First of all, may I point out two big misperceptions that you may have:

• Implied Volatility (IV) is the input to any vanilla option pricing model (not just Black Scholes (BS) that impacts the pricing the most. You can verify this by flipping through the different risk exposures (greeks and higher order sensitivities) and study mean volatilities in such risk factors and their impact on the pricing of such options.

• Traders who price and buy/sell options in effect trade future realized volatility/expected variation in the underlying asset returns. Hence, option traders express views on such future asset price variation and thus buy and sell volatility. The term "implied" volatility is in my opinion a bit of a misnomer because the trade starts with an agreed level of volatility and not an option price.

(In fact, you hardly ever hear any professional traders agreeing on an option price, they most often agree on the exact implied vols they trade at, and often times also trade the delta alongside the option (at least in equity space) in order to have the option delta-hedged at initiation.)

Supplied material:
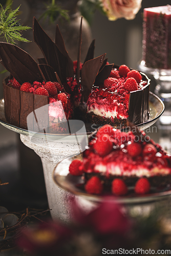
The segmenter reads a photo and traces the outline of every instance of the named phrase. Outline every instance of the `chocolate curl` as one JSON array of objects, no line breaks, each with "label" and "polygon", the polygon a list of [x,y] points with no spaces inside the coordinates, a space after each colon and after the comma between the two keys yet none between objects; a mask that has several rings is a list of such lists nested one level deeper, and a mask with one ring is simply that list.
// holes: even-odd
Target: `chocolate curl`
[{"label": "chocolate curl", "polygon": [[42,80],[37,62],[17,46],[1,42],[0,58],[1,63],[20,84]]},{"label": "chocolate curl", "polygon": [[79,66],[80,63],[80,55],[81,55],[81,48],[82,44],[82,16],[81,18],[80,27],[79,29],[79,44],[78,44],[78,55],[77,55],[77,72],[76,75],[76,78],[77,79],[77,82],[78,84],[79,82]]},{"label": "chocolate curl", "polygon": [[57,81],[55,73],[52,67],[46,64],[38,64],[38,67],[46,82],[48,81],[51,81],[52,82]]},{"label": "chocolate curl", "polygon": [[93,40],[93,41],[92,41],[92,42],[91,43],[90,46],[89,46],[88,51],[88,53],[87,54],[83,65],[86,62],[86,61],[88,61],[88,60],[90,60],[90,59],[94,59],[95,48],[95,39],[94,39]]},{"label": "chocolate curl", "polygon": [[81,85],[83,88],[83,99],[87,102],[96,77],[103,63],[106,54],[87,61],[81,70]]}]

Directive A:
Do these statements agree with the implied volatility text? For each of (i), (ii) and (iii), answer yes or no and quote the words of the text that decide it.
(i) Of all the inputs to a vanilla option pricing model, implied volatility has the greatest impact on the price.
(ii) Professional traders usually agree on an option price when they trade.
(iii) In equity trading, traders often also trade the delta alongside the option so that the option is delta-hedged at initiation.
Directive B: Can you echo the implied volatility text word for word, from "First of all, may" to "of such options.", with both ends included?

Exercise response A:
(i) Yes: "that impacts the pricing the most"
(ii) No: "you hardly ever hear any professional traders agreeing on an option price"
(iii) Yes: "often times also trade the delta alongside the option (at least in equity space) in order to have the option delta-hedged at initiation"

Exercise response B:
First of all, may I point out two big misperceptions that you may have:

• Implied Volatility (IV) is the input to any vanilla option pricing model (not just Black Scholes (BS) that impacts the pricing the most. You can verify this by flipping through the different risk exposures (greeks and higher order sensitivities) and study mean volatilities in such risk factors and their impact on the pricing of such options.